FRAGMENTO =
▬▬▬▬▬▬▬▬▬▬
De hecho, aunque no le simpatice demasiado al líder tory, es el gobierno ultraconservador de Boris Johnson el que está impulsando el debate parlamentario. Los datos son demasiado contundentes. Si simplemente se gravaran a los ingresos de capital para ponerlos al mismo nivel que a los del trabajo, ingresarían 174.000 millones de libras en las arcas públicas británicas, lo que financiaría con creces el presupuesto anual del sistema de salud del Reino Unido, de unos 120.000 millones de libras. (En la Argentina, un proyecto muchísimo más tímido está generando una furibunda reacción corporativa, motorizada desde los medios hegemónicos).

La situación económica de España, en tanto, preocupa desde hace décadas, ya que se ubicaba, en abril del 2020, como el segundo país de la Unión Europea con mayor nivel de desocupación -alcanzando al 14,8 por ciento de la población, siguiendo de cerca a Grecia, con un 16,1 por ciento-, un déficit fiscal que rondaba los 14 puntos porcentuales del PBI, una deuda externa cercana al 95 por ciento del producto bruto y niveles alarmantes de pobreza e indigencia, que conviven, eso sí, con elevados niveles de concentración de la riqueza, y de una clase media alta que ha mejorado notablemente su nivel de vida desde la consolidación financiera de la Unión Europea detrás del euro.

Por decirlo en términos más directos: mientras el 20 por ciento más favorecido vio incrementar sus ingresos y su nivel de vida en el último cuarto de siglo, el 20 por ciento más desfavorecido vio tan deterioradas sus condiciones de existencia que apenas aspira a la supervivencia. La crisis de la burbuja inmobiliaria del 2008, además, fue especialmente cruenta con vastos sectores de la población española, profundizando aún más la brecha de la desigualdad.
▬▬▬▬▬▬▬▬▬▬
CONTENIDO DEL LISTADO =

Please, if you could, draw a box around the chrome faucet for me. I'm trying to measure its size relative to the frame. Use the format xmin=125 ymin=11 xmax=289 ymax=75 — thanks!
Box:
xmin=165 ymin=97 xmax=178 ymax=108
▬▬▬▬▬▬▬▬▬▬
ACTIVIDAD = Reproduce literalmente el pasaje del fragmento que empieza en "La situación económica" y termina en "detrás del euro.". El listado constituye un material aparte, independiente del fragmento.

RESPUESTA =
La situación económica de España, en tanto, preocupa desde hace décadas, ya que se ubicaba, en abril del 2020, como el segundo país de la Unión Europea con mayor nivel de desocupación -alcanzando al 14,8 por ciento de la población, siguiendo de cerca a Grecia, con un 16,1 por ciento-, un déficit fiscal que rondaba los 14 puntos porcentuales del PBI, una deuda externa cercana al 95 por ciento del producto bruto y niveles alarmantes de pobreza e indigencia, que conviven, eso sí, con elevados niveles de concentración de la riqueza, y de una clase media alta que ha mejorado notablemente su nivel de vida desde la consolidación financiera de la Unión Europea detrás del euro.